▶ [To do]: Write out every line of the items below word for word, leaving out the pictures.

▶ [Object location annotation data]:
────────
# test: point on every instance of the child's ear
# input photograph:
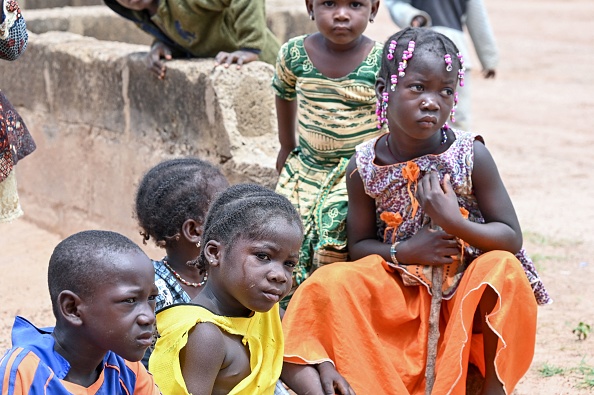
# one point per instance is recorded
(212, 252)
(374, 9)
(309, 6)
(69, 307)
(380, 87)
(191, 230)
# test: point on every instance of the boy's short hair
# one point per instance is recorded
(80, 261)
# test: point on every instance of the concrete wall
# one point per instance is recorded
(31, 4)
(284, 19)
(100, 120)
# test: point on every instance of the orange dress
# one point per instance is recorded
(362, 317)
(370, 317)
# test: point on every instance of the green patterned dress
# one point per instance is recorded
(334, 115)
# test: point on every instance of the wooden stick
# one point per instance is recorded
(433, 335)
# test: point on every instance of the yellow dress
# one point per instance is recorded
(262, 333)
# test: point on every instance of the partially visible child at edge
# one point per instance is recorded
(229, 338)
(324, 93)
(15, 140)
(232, 31)
(171, 205)
(420, 195)
(103, 297)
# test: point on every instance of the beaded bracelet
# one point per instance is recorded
(393, 252)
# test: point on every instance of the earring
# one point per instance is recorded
(453, 112)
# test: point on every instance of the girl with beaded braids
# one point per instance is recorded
(229, 339)
(420, 195)
(171, 204)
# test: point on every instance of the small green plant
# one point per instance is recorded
(582, 330)
(587, 373)
(549, 370)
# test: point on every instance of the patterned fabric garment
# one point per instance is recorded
(203, 28)
(170, 293)
(334, 116)
(15, 140)
(392, 192)
(13, 31)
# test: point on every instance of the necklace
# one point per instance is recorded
(444, 139)
(184, 281)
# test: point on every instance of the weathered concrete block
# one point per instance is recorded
(31, 4)
(100, 120)
(99, 22)
(285, 19)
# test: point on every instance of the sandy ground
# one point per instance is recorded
(535, 119)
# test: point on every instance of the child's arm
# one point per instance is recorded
(319, 379)
(202, 358)
(501, 230)
(426, 247)
(286, 113)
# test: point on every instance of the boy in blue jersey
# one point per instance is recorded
(103, 297)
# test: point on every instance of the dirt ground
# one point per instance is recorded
(535, 120)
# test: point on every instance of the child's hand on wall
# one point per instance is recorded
(240, 57)
(153, 59)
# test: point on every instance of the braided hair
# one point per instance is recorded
(424, 39)
(171, 193)
(241, 211)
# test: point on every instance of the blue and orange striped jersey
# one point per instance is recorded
(32, 366)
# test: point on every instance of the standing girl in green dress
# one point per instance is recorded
(325, 103)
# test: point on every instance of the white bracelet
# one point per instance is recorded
(393, 252)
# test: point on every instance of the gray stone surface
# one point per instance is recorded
(285, 19)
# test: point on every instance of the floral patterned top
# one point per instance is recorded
(399, 217)
(13, 31)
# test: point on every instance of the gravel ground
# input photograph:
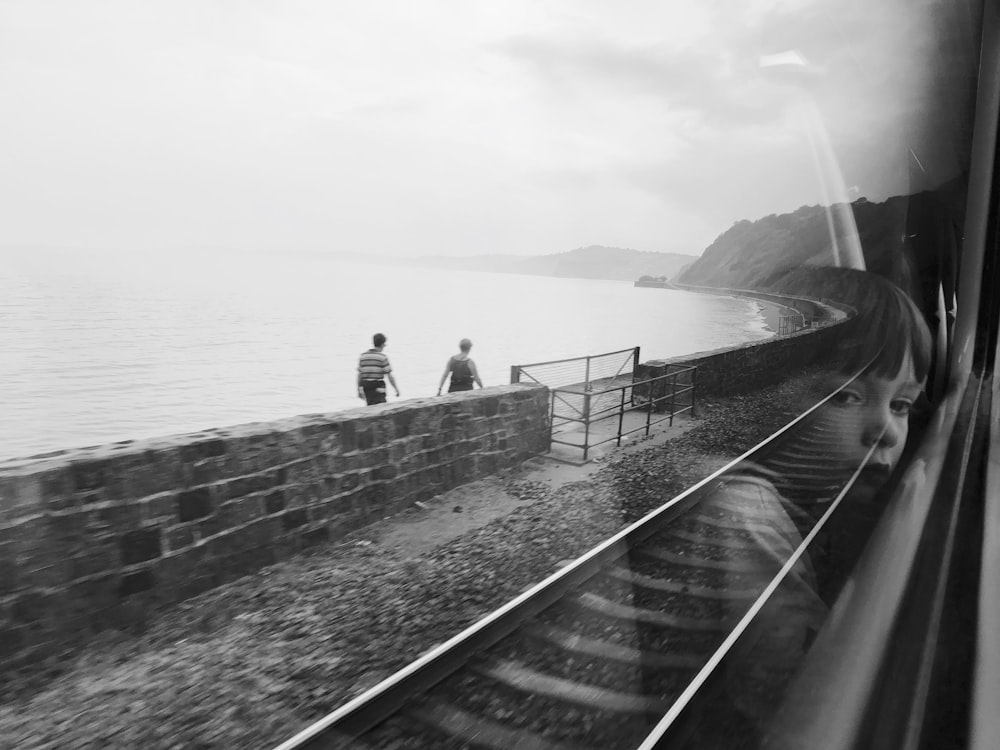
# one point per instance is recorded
(252, 662)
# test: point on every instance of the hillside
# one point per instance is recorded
(898, 237)
(593, 262)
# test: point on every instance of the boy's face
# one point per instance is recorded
(871, 415)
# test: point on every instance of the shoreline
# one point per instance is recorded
(771, 311)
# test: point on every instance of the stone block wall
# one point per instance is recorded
(748, 367)
(93, 538)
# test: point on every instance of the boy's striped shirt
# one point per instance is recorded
(373, 365)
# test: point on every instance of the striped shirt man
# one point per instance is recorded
(373, 369)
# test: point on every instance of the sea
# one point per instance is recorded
(100, 346)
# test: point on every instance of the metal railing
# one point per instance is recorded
(672, 393)
(579, 371)
(788, 324)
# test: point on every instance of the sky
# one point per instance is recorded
(455, 127)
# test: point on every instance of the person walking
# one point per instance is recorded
(462, 370)
(373, 369)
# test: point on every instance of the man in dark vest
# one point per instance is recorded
(462, 370)
(373, 369)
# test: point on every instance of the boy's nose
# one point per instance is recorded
(879, 429)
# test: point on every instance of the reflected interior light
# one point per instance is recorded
(789, 57)
(845, 244)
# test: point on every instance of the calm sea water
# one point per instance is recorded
(97, 347)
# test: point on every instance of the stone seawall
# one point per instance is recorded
(93, 538)
(748, 367)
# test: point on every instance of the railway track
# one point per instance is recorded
(638, 641)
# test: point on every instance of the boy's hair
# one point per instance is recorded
(888, 326)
────────
▶ [Full answer]:
# test: point on every instance of the child's ear
# input photograph:
# one point per instance is recorded
(212, 252)
(374, 9)
(309, 6)
(69, 307)
(380, 87)
(191, 230)
# test: point on every instance of the boy's short hair
# one point per instance is recorded
(80, 261)
# test: point on every instance of the concrete wall
# one point per instance is recorded
(31, 4)
(284, 19)
(100, 120)
# test: point on every instance of the orange dress
# one point per instance is recorded
(362, 317)
(370, 317)
# test: point on every instance of the green patterned dress
# one point per instance is recorded
(334, 115)
# test: point on every instance of the wooden stick
# one point per instance is recorded
(433, 335)
# test: point on every instance of the yellow dress
# one point per instance is recorded
(262, 333)
# test: point on every instance of the partially visible child at edge
# one point per instance is recorded
(229, 338)
(324, 93)
(15, 140)
(232, 31)
(171, 205)
(420, 195)
(103, 297)
# test: point on every instance of the beaded bracelet
# one point per instance is recorded
(393, 252)
# test: point on every instance of the earring
# one point per instance is recorded
(453, 112)
# test: point on every instance of the girl with beaded braids
# one point per instance is recorded
(229, 339)
(420, 195)
(171, 204)
# test: point on every instance of the small green plant
# one point per instance is recorded
(582, 330)
(587, 373)
(549, 370)
# test: point on every instance of the patterned fabric garment
# one point per instance is recorded
(203, 28)
(170, 293)
(334, 116)
(15, 140)
(392, 192)
(13, 31)
# test: point on every instance of the necklace
# one point per instance is recorded
(444, 139)
(184, 281)
# test: point on every instance of the weathered concrete block
# one point per instance is recorded
(31, 4)
(100, 120)
(99, 22)
(285, 19)
# test: point on every instance of the sandy ground
# one point per instance is recorded
(535, 119)
# test: point on every instance of the child's arm
# one point per instance is recorded
(319, 379)
(202, 358)
(501, 230)
(426, 247)
(286, 113)
# test: point on every instance of the boy in blue jersey
# one point per instance is recorded
(103, 297)
# test: point on every instance of the dirt ground
# one point per instance is recorded
(535, 120)
# test: point on every instance of the child's hand on wall
# one point per instance is recorded
(240, 57)
(153, 59)
# test: point on every instance of the braided hair
# one point per instance is recorded
(424, 39)
(171, 193)
(241, 211)
# test: point on every instance of the blue and orange striped jersey
# one point per instance is recorded
(32, 366)
# test: point on every instance of the standing girl in green dress
# one point per instance is recorded
(325, 103)
# test: point on every instance of the white bracelet
# one point per instance is recorded
(393, 252)
# test: point on every instance of the gray stone surface
# one point per instance is recorded
(285, 19)
# test: point on every instance of the floral patterned top
# one point per instance is recorded
(399, 217)
(13, 31)
# test: point on every instance of the gravel ground
# input photograph:
# one point per instance is recorded
(252, 662)
# test: point on every instance of the hillside
# one point per instance is recorded
(898, 237)
(593, 262)
# test: point on every instance of the boy's face
# one point per instance is recorded
(871, 415)
# test: point on every instance of the shoreline
# one point per instance is recorded
(771, 311)
# test: point on every instance of the stone block wall
# one point per instance is recorded
(748, 367)
(93, 538)
# test: point on every instance of the boy's striped shirt
# one point per instance is recorded
(373, 365)
# test: point on every instance of the striped shirt man
# one point per instance is recorded
(373, 369)
# test: point on every instance of the sea
# one point per instance is recorded
(100, 346)
# test: point on every instance of the metal railing
# one point per instance is recorded
(672, 393)
(579, 371)
(788, 324)
# test: point on every instance of the sky
# one point per instance is recorded
(455, 127)
# test: point on every instance of the person walking
# one point per instance is recorded
(462, 370)
(373, 369)
# test: point on every instance of the man in dark vest
# one point per instance is recorded
(462, 370)
(373, 369)
# test: point on every instance of the boy's nose
# one point per instance is recorded
(879, 429)
# test: point on every instance of the reflected interior light
# one point per instance is recorded
(789, 57)
(845, 244)
# test: point on every instance of the calm sea water
# one point per instance is recorded
(97, 347)
# test: point on every instance of the stone seawall
# one point per instance is recorded
(93, 538)
(748, 367)
# test: point on every instance of the railway track
# one point per instance is recorded
(638, 641)
# test: point on every instance of the boy's hair
# one point per instance is recorded
(888, 326)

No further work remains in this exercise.